To do:
Repeat word for word the part of the entries below that opens with the line containing "Record the location of each instance of the player wearing" and closes with the line containing "Record the location of each instance of the dark", both of those lines included.

— START OF Extracted material —

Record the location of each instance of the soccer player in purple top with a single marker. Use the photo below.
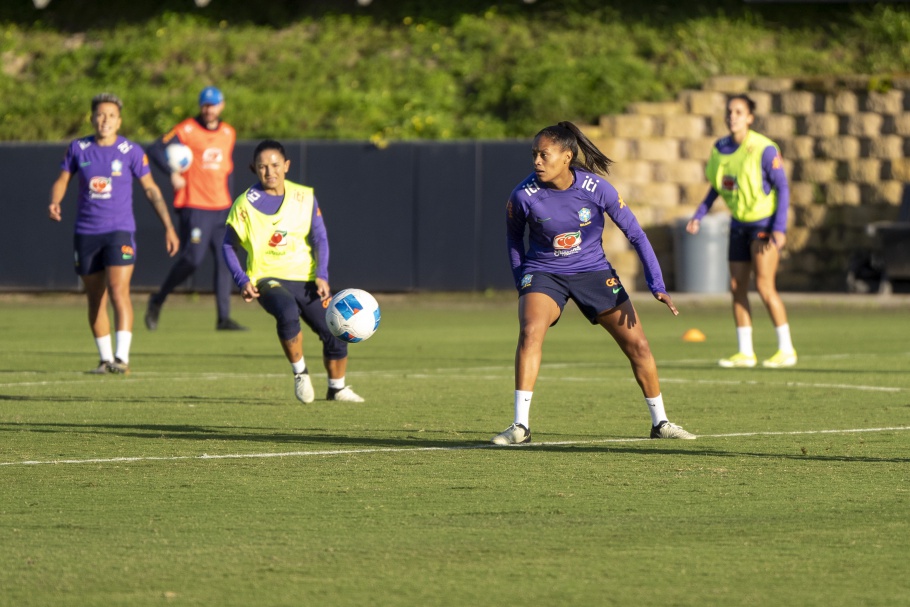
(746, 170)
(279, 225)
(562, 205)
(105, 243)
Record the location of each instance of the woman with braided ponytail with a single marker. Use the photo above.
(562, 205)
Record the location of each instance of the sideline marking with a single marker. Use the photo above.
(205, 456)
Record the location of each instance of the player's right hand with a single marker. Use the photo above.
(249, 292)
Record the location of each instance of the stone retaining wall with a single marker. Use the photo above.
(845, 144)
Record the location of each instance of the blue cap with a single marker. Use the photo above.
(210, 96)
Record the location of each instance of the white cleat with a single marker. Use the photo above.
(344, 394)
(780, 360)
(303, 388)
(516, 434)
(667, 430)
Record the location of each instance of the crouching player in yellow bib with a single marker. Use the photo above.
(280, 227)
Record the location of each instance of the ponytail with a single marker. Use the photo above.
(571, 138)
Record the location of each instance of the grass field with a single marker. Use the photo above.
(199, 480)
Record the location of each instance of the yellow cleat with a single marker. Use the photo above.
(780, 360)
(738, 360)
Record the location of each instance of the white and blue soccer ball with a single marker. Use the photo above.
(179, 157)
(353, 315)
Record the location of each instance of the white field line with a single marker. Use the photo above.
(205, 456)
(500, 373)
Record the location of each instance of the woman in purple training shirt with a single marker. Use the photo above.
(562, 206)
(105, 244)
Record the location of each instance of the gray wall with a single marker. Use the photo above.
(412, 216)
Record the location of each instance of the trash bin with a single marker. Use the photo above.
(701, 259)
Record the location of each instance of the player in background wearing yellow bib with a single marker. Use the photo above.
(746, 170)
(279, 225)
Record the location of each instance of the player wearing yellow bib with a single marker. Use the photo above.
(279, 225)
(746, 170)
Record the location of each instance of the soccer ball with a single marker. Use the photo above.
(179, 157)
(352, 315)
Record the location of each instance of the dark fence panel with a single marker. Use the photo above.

— END OF Extracted material —
— START OF Extracted material —

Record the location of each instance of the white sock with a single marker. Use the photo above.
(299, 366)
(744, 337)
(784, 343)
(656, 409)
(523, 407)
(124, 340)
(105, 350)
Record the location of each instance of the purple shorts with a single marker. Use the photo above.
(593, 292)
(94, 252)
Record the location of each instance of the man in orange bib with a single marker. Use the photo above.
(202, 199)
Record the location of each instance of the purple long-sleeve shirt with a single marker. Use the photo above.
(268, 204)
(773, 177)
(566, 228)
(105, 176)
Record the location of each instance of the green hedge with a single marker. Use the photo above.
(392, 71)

— END OF Extracted material —

Task response:
Record the location of each instance of the player wearing yellow bib with a single marker. Use the photo above.
(279, 225)
(746, 170)
Record the location of each instance of the soccer ball with a single marker. Use the photo above.
(179, 157)
(352, 315)
Record the location of each instance of the dark fence panel with a single marker. Use the photo above.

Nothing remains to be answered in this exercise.